Once you have read the records below, write them all out exactly as given.

Data excerpts
=====
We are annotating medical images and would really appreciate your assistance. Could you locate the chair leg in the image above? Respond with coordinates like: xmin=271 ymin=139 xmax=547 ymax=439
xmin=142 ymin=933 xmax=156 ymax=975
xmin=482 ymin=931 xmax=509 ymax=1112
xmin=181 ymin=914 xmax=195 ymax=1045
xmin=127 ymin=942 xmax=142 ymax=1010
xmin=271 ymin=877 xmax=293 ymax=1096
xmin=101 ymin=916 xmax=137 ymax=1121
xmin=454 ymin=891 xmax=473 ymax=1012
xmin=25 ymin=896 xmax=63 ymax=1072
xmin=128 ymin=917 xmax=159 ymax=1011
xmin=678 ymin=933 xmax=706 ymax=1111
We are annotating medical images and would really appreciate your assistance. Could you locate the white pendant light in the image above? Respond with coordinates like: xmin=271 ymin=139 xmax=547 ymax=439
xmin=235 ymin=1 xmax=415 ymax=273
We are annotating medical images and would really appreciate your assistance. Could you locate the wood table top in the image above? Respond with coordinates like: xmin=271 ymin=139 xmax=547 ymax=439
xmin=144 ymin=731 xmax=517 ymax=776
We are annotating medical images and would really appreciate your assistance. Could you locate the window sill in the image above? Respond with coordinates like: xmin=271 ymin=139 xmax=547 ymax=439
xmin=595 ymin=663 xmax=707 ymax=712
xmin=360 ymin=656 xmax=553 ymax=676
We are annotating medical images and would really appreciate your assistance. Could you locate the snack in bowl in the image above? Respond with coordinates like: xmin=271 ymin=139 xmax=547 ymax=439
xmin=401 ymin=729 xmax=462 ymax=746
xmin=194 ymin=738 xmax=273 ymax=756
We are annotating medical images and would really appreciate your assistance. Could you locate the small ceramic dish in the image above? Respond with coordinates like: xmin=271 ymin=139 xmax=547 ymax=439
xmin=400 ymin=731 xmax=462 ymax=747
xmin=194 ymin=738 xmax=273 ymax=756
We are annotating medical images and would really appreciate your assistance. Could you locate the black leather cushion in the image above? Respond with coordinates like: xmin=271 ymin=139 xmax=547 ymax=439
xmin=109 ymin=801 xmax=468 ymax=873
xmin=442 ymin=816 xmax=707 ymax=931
=====
**Solved exercise**
We are annotating medical images and would really appreciate your assistance. Could you locate the chair leg in the image above? Respond with coordinates like: xmin=271 ymin=139 xmax=547 ymax=439
xmin=142 ymin=933 xmax=156 ymax=975
xmin=482 ymin=931 xmax=509 ymax=1112
xmin=181 ymin=914 xmax=195 ymax=1045
xmin=127 ymin=942 xmax=142 ymax=1010
xmin=271 ymin=877 xmax=293 ymax=1096
xmin=101 ymin=916 xmax=137 ymax=1121
xmin=454 ymin=891 xmax=473 ymax=1012
xmin=25 ymin=896 xmax=63 ymax=1072
xmin=128 ymin=917 xmax=159 ymax=1011
xmin=678 ymin=933 xmax=706 ymax=1111
We are annotating medical images and would really appreciate your assistance. Could you locate the white pendant light in the image above? Respond with coordinates like: xmin=271 ymin=139 xmax=547 ymax=439
xmin=235 ymin=1 xmax=415 ymax=273
We are annotating medical images and would really appreciate your assistance. Could you locate the wood table top in the image above? Respond with coordinates like: xmin=271 ymin=139 xmax=547 ymax=439
xmin=144 ymin=731 xmax=517 ymax=776
We are annotating medical images and would really appreciate your assistance. Could you locate the window sill in the image above? Respond with coordinates like: xmin=271 ymin=139 xmax=547 ymax=439
xmin=595 ymin=663 xmax=707 ymax=712
xmin=360 ymin=656 xmax=553 ymax=676
We are annotating medical images and would really appreciate your assistance. Could you locate the snack in bowl in the image above? Respond with coordinates like: xmin=271 ymin=139 xmax=547 ymax=439
xmin=401 ymin=729 xmax=462 ymax=746
xmin=194 ymin=738 xmax=273 ymax=756
We are annotating medical images and would really appreciate your assistance. Could you locate the small ceramic dish in the image above? Respond with coordinates like: xmin=271 ymin=139 xmax=547 ymax=439
xmin=400 ymin=731 xmax=462 ymax=747
xmin=194 ymin=738 xmax=273 ymax=756
We are annotating medical images and would really appreciate your assistance. Could you locate the black leather cushion in the image above? Respond with coordinates like: xmin=271 ymin=139 xmax=547 ymax=439
xmin=109 ymin=801 xmax=468 ymax=873
xmin=442 ymin=816 xmax=707 ymax=931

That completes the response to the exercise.